Output the lines below exactly, please, from the first line until the line with "x=631 y=627", counting both.

** Dataset records follows **

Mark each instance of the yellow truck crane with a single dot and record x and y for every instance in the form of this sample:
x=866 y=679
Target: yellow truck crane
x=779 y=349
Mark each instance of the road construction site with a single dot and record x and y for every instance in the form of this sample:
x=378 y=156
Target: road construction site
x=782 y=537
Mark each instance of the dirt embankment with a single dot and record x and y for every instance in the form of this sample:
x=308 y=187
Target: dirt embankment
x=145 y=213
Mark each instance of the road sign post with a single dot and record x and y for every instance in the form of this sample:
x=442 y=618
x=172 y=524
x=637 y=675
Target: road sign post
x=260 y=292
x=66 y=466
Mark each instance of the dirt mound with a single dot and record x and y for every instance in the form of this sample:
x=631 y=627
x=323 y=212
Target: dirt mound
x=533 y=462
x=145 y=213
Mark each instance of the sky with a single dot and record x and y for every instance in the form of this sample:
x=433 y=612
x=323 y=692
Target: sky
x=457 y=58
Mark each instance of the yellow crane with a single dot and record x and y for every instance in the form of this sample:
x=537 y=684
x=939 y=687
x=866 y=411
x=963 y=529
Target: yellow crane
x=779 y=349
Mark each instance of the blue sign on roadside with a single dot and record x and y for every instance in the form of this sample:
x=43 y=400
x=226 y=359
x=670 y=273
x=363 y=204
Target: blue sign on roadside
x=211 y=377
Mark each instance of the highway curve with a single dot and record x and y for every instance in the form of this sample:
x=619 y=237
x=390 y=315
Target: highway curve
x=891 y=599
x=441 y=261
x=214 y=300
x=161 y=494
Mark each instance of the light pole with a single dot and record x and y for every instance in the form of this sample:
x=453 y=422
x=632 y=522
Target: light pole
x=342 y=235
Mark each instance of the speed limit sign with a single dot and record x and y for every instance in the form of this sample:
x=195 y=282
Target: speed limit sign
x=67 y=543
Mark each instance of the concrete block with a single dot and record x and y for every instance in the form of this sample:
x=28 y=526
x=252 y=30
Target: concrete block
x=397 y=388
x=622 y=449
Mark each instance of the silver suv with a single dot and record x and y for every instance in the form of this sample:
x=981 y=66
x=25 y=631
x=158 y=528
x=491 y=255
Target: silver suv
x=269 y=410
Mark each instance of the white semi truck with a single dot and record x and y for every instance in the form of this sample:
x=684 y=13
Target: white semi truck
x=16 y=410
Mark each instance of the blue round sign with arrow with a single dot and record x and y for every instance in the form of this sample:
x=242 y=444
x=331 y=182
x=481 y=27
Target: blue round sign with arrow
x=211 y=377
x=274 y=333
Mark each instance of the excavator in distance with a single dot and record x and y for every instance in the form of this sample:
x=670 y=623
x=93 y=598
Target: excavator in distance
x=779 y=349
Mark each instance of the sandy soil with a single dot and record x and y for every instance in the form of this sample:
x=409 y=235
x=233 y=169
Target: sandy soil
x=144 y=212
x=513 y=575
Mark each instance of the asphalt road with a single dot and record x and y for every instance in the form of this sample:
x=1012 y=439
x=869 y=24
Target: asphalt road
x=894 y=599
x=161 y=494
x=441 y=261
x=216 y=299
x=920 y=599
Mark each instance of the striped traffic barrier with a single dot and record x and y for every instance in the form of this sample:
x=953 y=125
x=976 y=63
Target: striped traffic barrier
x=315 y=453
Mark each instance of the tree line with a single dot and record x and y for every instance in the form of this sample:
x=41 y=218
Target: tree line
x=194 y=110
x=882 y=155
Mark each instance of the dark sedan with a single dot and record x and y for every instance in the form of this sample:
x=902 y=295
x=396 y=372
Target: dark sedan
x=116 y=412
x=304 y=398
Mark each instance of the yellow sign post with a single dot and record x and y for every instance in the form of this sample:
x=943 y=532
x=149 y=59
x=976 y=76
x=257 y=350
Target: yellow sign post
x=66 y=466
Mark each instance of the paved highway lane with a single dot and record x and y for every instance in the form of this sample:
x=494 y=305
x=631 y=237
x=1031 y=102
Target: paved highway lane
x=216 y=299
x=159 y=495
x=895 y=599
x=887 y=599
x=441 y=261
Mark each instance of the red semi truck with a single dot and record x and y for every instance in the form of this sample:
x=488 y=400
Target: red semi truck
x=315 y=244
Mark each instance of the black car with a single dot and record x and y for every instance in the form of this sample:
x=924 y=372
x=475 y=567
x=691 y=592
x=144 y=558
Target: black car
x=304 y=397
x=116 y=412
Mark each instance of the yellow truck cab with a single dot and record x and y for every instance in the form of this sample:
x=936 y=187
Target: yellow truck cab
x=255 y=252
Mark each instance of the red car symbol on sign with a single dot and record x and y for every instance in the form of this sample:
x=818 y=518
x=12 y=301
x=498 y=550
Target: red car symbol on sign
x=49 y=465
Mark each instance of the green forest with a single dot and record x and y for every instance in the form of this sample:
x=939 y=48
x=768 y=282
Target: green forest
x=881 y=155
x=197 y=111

** End of Dataset records **

== Your response ==
Mark each instance of the yellow truck crane with a single dot and record x and y for every instance in the form of this sample:
x=866 y=679
Target: yellow truck crane
x=779 y=349
Mark each instance of the road construction site with a single dot and record x and y for every instance in the form of this sample:
x=378 y=156
Target: road construction site
x=782 y=537
Mark each instance of the dirt embankment with a single dot and record x and y for every instance in the form of this sample:
x=308 y=187
Target: dirt embankment
x=145 y=213
Mark each instance of the road sign post with a single dot and record x and y for every instance in the form of this sample:
x=442 y=618
x=172 y=524
x=637 y=675
Target: road sign post
x=260 y=292
x=66 y=466
Mark each instance of the dirt mound with a single dot and record x and y for every instance in the form of this sample:
x=631 y=627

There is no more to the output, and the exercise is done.